§ Page excerpt
The following Property Q&A produced in partnership with Helen Galley of XXIV Old Buildings provides comprehensive and up to date legal information covering:

  • If a lease provides an obligation on the tenant to provide an authorised guarantee agreement (AGA) on assignment and there is no reasonable element, are there any circumstances in which the tenant can argue that an AGA is not needed because it is unreasonable for the landlord to request one?

The lease provides that on assignment, the assignor must enter into an authorised guarantee agreement (AGA) with the landlord but there is no qualification of reasonableness to that obligation. Are there circumstances in which the assignor can argue that they do not have to enter into an AGA on the grounds that it is unreasonable for the landlord to require one?

§ Entries
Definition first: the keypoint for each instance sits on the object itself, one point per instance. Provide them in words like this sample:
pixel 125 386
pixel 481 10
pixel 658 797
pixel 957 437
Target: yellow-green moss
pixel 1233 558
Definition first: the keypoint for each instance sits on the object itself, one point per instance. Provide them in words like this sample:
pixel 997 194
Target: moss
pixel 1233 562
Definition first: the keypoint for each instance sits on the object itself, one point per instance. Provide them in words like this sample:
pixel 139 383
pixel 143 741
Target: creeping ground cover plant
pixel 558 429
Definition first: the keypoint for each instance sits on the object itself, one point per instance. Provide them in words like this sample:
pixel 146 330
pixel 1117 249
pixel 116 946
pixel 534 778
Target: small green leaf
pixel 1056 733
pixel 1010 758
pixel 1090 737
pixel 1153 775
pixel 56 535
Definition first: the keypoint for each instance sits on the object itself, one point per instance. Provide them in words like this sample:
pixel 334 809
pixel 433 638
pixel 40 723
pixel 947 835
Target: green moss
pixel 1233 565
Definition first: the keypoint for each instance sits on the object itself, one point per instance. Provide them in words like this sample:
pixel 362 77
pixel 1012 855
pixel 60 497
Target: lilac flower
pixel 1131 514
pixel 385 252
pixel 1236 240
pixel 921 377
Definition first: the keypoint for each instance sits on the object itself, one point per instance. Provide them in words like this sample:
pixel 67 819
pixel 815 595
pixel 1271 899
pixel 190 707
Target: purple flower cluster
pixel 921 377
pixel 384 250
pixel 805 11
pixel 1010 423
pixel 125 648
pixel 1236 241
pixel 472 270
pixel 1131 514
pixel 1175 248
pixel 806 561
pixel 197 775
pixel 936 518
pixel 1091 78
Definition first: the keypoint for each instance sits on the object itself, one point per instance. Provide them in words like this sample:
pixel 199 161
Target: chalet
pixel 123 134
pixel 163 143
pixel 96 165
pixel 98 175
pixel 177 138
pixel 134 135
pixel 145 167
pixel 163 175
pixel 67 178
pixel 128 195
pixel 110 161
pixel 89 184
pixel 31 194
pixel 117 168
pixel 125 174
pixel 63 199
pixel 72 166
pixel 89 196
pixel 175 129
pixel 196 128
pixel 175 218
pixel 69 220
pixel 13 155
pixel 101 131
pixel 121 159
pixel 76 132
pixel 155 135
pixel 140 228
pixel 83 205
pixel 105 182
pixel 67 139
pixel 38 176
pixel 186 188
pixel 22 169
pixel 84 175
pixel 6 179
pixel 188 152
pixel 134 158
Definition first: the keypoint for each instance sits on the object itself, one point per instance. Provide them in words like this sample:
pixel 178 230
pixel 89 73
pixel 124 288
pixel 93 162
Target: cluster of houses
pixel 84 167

§ Exercises
1. Decide whether each statement agrees with the Property Q&A excerpt, answering yes or no and quoting the text's deciding words: (a) The Q&A was produced in partnership with Helen Galley of XXIV Old Buildings. (b) The lease qualifies the assignor's AGA obligation with a reasonableness requirement. (c) Under the lease, the assignor must enter into the AGA with the landlord on assignment.
2. List every party role to the lease that the Property Q&A excerpt mentions.
The rows can be set aside; nothing here depends on them.

§ Outputs
1.
(a) Yes: "produced in partnership with Helen Galley of XXIV Old Buildings"
(b) No: "there is no qualification of reasonableness to that obligation"
(c) Yes: "on assignment, the assignor must enter into an authorised guarantee agreement (AGA) with the landlord"

2. tenant, landlord, assignor